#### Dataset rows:
BEGIN
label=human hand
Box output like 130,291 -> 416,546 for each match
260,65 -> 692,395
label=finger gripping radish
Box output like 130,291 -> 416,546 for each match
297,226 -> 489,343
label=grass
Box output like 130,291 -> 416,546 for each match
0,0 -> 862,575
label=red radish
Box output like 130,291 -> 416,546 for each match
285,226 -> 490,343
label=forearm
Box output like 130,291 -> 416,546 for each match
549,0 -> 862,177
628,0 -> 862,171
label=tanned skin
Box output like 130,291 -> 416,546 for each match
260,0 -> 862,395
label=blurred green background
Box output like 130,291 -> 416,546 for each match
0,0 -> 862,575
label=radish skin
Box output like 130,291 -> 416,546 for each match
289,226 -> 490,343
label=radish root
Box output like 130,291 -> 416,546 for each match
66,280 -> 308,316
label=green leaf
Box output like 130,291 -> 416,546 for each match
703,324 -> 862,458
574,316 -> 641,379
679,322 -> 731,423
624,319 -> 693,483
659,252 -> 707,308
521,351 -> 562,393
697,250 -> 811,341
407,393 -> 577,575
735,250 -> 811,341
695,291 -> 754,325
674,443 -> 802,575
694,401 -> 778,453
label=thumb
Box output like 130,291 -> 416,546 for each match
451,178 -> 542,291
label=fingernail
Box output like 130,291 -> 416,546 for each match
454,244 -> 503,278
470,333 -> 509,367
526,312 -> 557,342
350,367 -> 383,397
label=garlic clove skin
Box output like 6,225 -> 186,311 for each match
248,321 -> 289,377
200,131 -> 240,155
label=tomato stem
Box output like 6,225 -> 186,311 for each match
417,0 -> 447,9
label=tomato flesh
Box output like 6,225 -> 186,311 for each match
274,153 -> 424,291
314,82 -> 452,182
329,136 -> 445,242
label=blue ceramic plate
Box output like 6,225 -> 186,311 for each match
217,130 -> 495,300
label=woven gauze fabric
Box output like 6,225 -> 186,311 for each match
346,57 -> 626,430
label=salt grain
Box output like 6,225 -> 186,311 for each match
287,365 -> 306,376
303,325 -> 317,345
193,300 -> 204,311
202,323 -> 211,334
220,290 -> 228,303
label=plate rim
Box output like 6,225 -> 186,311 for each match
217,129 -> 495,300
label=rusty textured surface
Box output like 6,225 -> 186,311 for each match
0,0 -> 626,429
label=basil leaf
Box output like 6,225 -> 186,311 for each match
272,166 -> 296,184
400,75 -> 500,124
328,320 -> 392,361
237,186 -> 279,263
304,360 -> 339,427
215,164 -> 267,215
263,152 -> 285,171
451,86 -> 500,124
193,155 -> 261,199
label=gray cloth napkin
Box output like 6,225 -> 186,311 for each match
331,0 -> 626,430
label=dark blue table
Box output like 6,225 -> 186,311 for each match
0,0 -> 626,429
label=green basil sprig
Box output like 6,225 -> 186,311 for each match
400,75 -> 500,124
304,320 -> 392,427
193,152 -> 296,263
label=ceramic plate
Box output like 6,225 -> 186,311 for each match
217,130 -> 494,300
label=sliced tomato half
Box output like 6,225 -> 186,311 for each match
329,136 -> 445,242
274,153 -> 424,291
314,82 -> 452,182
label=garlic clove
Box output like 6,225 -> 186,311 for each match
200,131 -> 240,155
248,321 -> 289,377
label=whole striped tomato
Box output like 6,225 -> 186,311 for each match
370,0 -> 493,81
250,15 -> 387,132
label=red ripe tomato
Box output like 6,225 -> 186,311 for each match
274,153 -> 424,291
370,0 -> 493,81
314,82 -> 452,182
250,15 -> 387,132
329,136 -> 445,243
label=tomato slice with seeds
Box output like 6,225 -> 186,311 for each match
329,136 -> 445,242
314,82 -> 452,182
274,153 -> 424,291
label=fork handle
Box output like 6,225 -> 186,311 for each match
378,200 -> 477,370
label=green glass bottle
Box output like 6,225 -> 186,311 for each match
END
#### Task:
Reproduce all of the entries above without any change.

#### Solution to the exercise:
label=human hand
Box output like 130,291 -> 416,546 for each match
260,65 -> 692,395
label=finger gripping radish
Box output like 130,291 -> 416,546 for each match
297,226 -> 489,343
label=grass
Box output like 130,291 -> 416,546 for each match
0,0 -> 862,575
label=red radish
Box output like 130,291 -> 416,546 for each match
285,226 -> 490,343
label=forearm
Box output like 130,291 -> 416,546 for each match
549,0 -> 862,177
628,0 -> 862,171
label=tanned skin
Box output like 130,291 -> 416,546 for each match
260,0 -> 862,395
label=blurred green background
Box output like 130,291 -> 416,546 for each match
0,0 -> 862,575
label=radish skin
Box output like 130,291 -> 416,546 for each match
289,226 -> 490,343
label=radish root
Box output like 130,291 -> 416,546 for each match
66,280 -> 308,316
label=green leaf
Box output like 130,291 -> 416,546 for each match
703,324 -> 862,458
574,316 -> 641,379
679,322 -> 731,423
624,319 -> 693,483
659,252 -> 707,308
521,351 -> 562,393
697,250 -> 811,341
407,393 -> 577,575
735,250 -> 811,341
695,291 -> 754,325
674,443 -> 802,575
694,401 -> 778,453
label=thumb
Box output like 130,291 -> 416,546 for each match
451,178 -> 542,291
label=fingernail
Box output like 130,291 -> 416,546 for each match
454,244 -> 503,278
470,333 -> 509,367
526,312 -> 557,342
350,367 -> 383,397
label=garlic clove skin
Box output like 6,225 -> 186,311 for each match
248,321 -> 289,377
200,131 -> 240,155
label=tomato stem
Box output like 6,225 -> 186,311 for each match
417,0 -> 447,9
label=tomato flesh
Box output like 6,225 -> 186,311 for each match
274,153 -> 424,291
314,82 -> 452,182
329,136 -> 445,242
label=blue ceramic plate
Box output like 6,225 -> 186,311 for each match
217,130 -> 495,300
label=woven gauze fabric
Box output like 6,225 -> 186,311 for each match
346,57 -> 626,430
label=salt grain
Box output like 6,225 -> 186,311 for each match
287,365 -> 306,376
303,325 -> 317,345
193,300 -> 204,311
202,323 -> 211,334
220,290 -> 228,303
label=plate rim
Box output like 6,225 -> 186,311 for each match
217,129 -> 495,300
label=rusty textured surface
Box output like 6,225 -> 186,311 for each match
0,0 -> 626,429
label=basil leaf
Box output like 6,225 -> 186,311 for each match
272,166 -> 296,184
400,75 -> 500,124
328,320 -> 392,361
237,186 -> 279,263
304,360 -> 339,427
215,164 -> 267,215
263,152 -> 285,171
451,86 -> 500,124
193,155 -> 261,199
label=gray cloth napkin
Box output like 6,225 -> 186,311 for each match
331,0 -> 626,430
label=dark blue table
Box output like 6,225 -> 186,311 for each match
0,0 -> 626,429
label=green basil sprig
Box output like 6,225 -> 186,311 for each match
400,75 -> 500,124
304,320 -> 392,427
193,152 -> 296,263
label=ceramic plate
Box output like 6,225 -> 186,311 for each match
217,130 -> 494,300
label=sliced tomato half
Box output like 6,225 -> 186,311 for each match
329,136 -> 445,242
274,153 -> 424,291
314,82 -> 452,182
label=garlic clove
Box output like 6,225 -> 186,311 for each match
200,131 -> 240,155
248,321 -> 289,377
label=whole striped tomato
Box output like 6,225 -> 186,311 for each match
370,0 -> 493,81
250,15 -> 387,132
label=red ripe tomato
Box output like 6,225 -> 186,311 for each match
274,153 -> 424,291
370,0 -> 493,81
314,82 -> 452,182
250,15 -> 387,132
329,136 -> 445,243
label=tomato slice with seeds
Box output like 6,225 -> 186,311 for each match
329,136 -> 445,242
314,82 -> 452,182
274,153 -> 424,291
label=fork handle
Box output like 6,225 -> 186,311 for each match
378,200 -> 477,370
label=green glass bottle
Box output like 6,225 -> 186,311 for each match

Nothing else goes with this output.